#### REQUIREMENTS
Copy the data below exactly.

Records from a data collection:
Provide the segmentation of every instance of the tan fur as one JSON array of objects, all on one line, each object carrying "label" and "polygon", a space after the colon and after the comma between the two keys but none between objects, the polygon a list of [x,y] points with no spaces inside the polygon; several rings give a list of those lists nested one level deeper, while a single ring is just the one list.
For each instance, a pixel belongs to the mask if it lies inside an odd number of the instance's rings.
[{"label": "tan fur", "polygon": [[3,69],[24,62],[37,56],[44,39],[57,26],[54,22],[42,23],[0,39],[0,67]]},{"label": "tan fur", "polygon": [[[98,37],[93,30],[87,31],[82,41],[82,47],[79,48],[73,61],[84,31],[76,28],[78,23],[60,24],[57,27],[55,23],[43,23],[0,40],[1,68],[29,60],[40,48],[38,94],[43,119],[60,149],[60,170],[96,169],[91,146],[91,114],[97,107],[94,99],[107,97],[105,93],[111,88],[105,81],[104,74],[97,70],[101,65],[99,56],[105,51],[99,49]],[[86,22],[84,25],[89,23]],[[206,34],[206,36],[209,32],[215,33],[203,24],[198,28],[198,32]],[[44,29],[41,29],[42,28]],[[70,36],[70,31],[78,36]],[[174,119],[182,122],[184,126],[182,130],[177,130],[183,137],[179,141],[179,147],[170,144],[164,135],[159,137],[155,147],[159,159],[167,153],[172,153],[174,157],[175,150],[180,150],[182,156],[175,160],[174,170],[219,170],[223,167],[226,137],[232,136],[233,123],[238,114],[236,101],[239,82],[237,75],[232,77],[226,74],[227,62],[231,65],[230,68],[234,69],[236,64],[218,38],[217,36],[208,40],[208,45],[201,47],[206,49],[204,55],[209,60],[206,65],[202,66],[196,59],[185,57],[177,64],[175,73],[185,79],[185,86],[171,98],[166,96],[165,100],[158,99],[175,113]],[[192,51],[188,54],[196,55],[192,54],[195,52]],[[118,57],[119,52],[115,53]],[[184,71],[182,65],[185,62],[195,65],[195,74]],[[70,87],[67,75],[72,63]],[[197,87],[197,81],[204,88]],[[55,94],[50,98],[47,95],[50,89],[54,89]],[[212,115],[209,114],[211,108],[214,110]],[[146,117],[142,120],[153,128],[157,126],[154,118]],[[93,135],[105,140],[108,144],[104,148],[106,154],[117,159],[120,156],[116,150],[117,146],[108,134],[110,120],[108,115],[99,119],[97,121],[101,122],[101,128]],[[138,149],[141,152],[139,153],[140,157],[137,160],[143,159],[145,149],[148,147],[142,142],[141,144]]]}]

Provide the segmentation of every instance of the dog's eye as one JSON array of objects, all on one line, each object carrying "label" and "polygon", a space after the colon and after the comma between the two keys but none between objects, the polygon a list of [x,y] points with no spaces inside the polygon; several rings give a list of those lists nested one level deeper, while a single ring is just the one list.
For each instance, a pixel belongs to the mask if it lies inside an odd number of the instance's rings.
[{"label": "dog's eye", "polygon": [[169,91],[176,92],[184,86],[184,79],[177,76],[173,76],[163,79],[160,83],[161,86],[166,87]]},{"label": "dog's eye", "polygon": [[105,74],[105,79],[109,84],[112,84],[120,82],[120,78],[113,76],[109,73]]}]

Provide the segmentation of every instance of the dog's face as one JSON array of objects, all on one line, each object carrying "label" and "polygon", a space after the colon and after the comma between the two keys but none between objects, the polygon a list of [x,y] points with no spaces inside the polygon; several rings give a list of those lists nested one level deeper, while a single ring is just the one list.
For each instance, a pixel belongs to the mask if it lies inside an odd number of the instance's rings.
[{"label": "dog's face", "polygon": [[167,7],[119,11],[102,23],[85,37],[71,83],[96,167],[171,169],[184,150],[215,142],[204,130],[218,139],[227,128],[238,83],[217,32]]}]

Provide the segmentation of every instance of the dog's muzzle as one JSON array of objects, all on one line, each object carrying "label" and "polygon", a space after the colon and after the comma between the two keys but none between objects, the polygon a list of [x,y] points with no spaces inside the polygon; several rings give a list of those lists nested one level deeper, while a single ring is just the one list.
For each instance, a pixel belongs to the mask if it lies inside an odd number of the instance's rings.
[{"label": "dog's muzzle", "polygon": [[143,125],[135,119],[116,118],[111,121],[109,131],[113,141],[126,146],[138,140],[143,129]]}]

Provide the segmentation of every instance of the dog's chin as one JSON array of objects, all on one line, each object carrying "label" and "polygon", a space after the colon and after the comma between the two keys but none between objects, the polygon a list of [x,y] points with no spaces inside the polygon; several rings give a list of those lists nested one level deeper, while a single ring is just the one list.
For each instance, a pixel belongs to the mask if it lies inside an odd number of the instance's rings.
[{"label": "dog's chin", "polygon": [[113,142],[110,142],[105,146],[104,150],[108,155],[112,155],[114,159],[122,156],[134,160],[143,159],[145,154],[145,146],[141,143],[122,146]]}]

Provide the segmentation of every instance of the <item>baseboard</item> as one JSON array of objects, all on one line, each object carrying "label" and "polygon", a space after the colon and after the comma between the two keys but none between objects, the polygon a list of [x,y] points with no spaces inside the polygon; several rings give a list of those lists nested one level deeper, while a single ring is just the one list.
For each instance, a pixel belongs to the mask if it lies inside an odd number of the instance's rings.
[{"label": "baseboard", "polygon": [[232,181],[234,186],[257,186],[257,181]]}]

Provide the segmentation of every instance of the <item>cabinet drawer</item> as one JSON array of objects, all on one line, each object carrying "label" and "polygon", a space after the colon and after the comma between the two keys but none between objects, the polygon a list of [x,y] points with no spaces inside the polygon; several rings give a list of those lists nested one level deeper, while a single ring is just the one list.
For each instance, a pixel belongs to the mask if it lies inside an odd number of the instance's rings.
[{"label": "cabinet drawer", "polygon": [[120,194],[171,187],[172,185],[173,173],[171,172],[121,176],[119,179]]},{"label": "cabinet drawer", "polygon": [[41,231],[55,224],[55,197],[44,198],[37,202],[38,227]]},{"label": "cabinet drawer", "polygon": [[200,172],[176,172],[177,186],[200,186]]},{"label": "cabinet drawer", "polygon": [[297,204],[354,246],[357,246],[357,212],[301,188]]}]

#### TASK RESULT
Provide the segmentation of every instance of the tan fur as one JSON array of objects, all on one line, each object carrying "label" and "polygon", a space after the colon and after the comma between the two keys but none between objects, the polygon a list of [x,y] points with no spaces inside the polygon; several rings give a list of those lists nested one level deeper, while a single ring is just the one list.
For each instance, a pixel belongs to the mask if it lies inside an odd number of the instance's rings.
[{"label": "tan fur", "polygon": [[3,69],[24,62],[37,56],[44,39],[57,26],[54,22],[42,23],[0,39],[0,67]]},{"label": "tan fur", "polygon": [[[98,37],[93,30],[87,31],[82,41],[82,47],[79,48],[73,61],[84,31],[76,28],[78,23],[60,24],[57,27],[55,23],[43,23],[0,40],[1,68],[29,60],[40,48],[38,94],[43,119],[60,149],[60,170],[96,169],[91,146],[91,114],[97,107],[94,99],[107,97],[105,93],[111,88],[105,81],[104,74],[97,70],[101,65],[99,56],[105,51],[99,49]],[[86,22],[84,25],[89,23]],[[206,34],[206,36],[209,32],[215,33],[203,24],[198,28],[198,32]],[[44,29],[41,29],[42,28]],[[70,36],[70,31],[78,36]],[[174,119],[182,122],[184,126],[182,130],[177,130],[183,137],[179,141],[179,147],[170,144],[164,135],[159,137],[155,147],[159,159],[167,153],[172,153],[174,157],[175,150],[180,150],[182,156],[175,160],[174,170],[219,170],[223,167],[226,137],[232,136],[233,123],[238,114],[236,101],[239,82],[237,75],[232,77],[226,74],[227,62],[231,65],[230,68],[234,69],[236,64],[218,38],[217,36],[208,40],[208,45],[201,47],[206,49],[204,55],[209,60],[206,65],[202,66],[196,59],[185,57],[177,64],[175,73],[185,79],[185,86],[171,98],[166,96],[165,100],[158,99],[175,113]],[[192,51],[188,54],[196,55],[192,54],[195,52]],[[118,57],[119,52],[115,53]],[[184,71],[182,65],[185,62],[195,65],[195,74]],[[70,87],[67,75],[72,63]],[[197,87],[197,81],[204,88]],[[55,94],[50,98],[47,95],[50,89],[54,89]],[[212,115],[209,114],[211,108],[214,110]],[[146,117],[142,120],[153,128],[157,126],[154,118]],[[93,135],[105,140],[108,144],[104,148],[106,154],[117,159],[120,156],[116,150],[117,146],[108,134],[110,120],[108,115],[99,119],[97,121],[101,122],[101,128]],[[138,149],[141,152],[139,153],[140,157],[137,160],[143,159],[145,149],[148,147],[142,142],[141,144]]]}]

Provide the segmentation of every instance of the dog's eye as one JSON array of objects, all on one line, each object carrying "label" and "polygon", a space after the colon and after the comma between the two keys but none between objects, the polygon a list of [x,y] points with no spaces inside the polygon; several rings give a list of those lists nested one level deeper, while a single ring is just the one list.
For each instance, a pixel belongs to the mask if it lies inside an odd number of the instance's rings.
[{"label": "dog's eye", "polygon": [[169,91],[176,92],[184,86],[184,79],[177,76],[173,76],[163,79],[160,83],[161,86],[166,87]]},{"label": "dog's eye", "polygon": [[105,74],[105,79],[109,84],[112,84],[120,82],[120,78],[113,76],[109,73]]}]

Provide the segmentation of every instance of the dog's face as one JSON array of objects, all on one line, each object carrying "label" and "polygon", a space after the colon and after the comma between the two keys but none between objects, the polygon a list of [x,y] points with no spaces inside the polygon; several rings give a list of those lists nested one level deeper, while a single ring is just the one list.
For each instance, a pixel belongs to the mask if it lies inside an odd number of the instance's rings.
[{"label": "dog's face", "polygon": [[167,7],[119,11],[102,23],[85,37],[71,83],[96,167],[171,169],[184,150],[215,142],[204,130],[218,139],[227,128],[238,83],[217,32]]}]

Provide the segmentation of every instance of the dog's muzzle as one JSON array of objects, all on one line, each object carrying "label" and "polygon", a space after the colon and after the comma between the two keys but none between objects, the polygon a list of [x,y] points with no spaces inside the polygon; several rings give a list of those lists nested one level deeper, while a single ring is just the one list.
For each instance, a pixel belongs to the mask if it lies inside an odd number of the instance's rings.
[{"label": "dog's muzzle", "polygon": [[143,125],[135,119],[116,118],[111,121],[109,131],[113,141],[126,146],[138,140],[143,129]]}]

Provide the segmentation of every instance of the dog's chin as one JSON array of objects, all on one line, each object carrying "label" and "polygon", a space after the colon and after the comma between the two keys but none between objects, the polygon a list of [x,y] points with no spaces inside the polygon; several rings give a list of those lists nested one level deeper, while a single ring is just the one list.
For each instance, a pixel belongs to the mask if it lies inside an odd number of the instance's rings.
[{"label": "dog's chin", "polygon": [[113,142],[110,142],[105,146],[104,150],[108,155],[112,155],[114,159],[122,156],[134,160],[143,159],[145,154],[145,146],[141,143],[122,146]]}]

Provide the segmentation of every instance of the <item>baseboard</item> as one JSON array of objects, all on one line, each object carrying "label" and "polygon", a space after the colon and after the comma between the two keys but none between objects, the polygon a list of [x,y] points with no spaces inside the polygon; several rings give a list of those lists nested one level deeper, while a single ring is just the one list.
For each instance, a pixel belongs to the mask if it lies inside an odd number of the instance's rings.
[{"label": "baseboard", "polygon": [[232,181],[234,186],[257,186],[257,181]]}]

Provide the segmentation of every instance of the <item>cabinet drawer</item> as one JSON array of objects, all on one line, each object carrying "label" and "polygon", a space after the colon and after the comma between the two keys but none between objects, the polygon a list of [x,y] points with no spaces inside the polygon; several rings give a list of those lists nested one level deeper, while a single ring is just the one list.
For each instance, a pixel belongs to the mask if it lies inside an odd number of the instance's rings.
[{"label": "cabinet drawer", "polygon": [[120,194],[171,187],[172,185],[173,173],[171,172],[121,176],[119,179]]},{"label": "cabinet drawer", "polygon": [[41,231],[55,224],[55,197],[44,198],[37,202],[38,227]]},{"label": "cabinet drawer", "polygon": [[200,172],[176,172],[177,186],[200,186]]},{"label": "cabinet drawer", "polygon": [[297,204],[354,246],[357,246],[357,212],[301,188]]}]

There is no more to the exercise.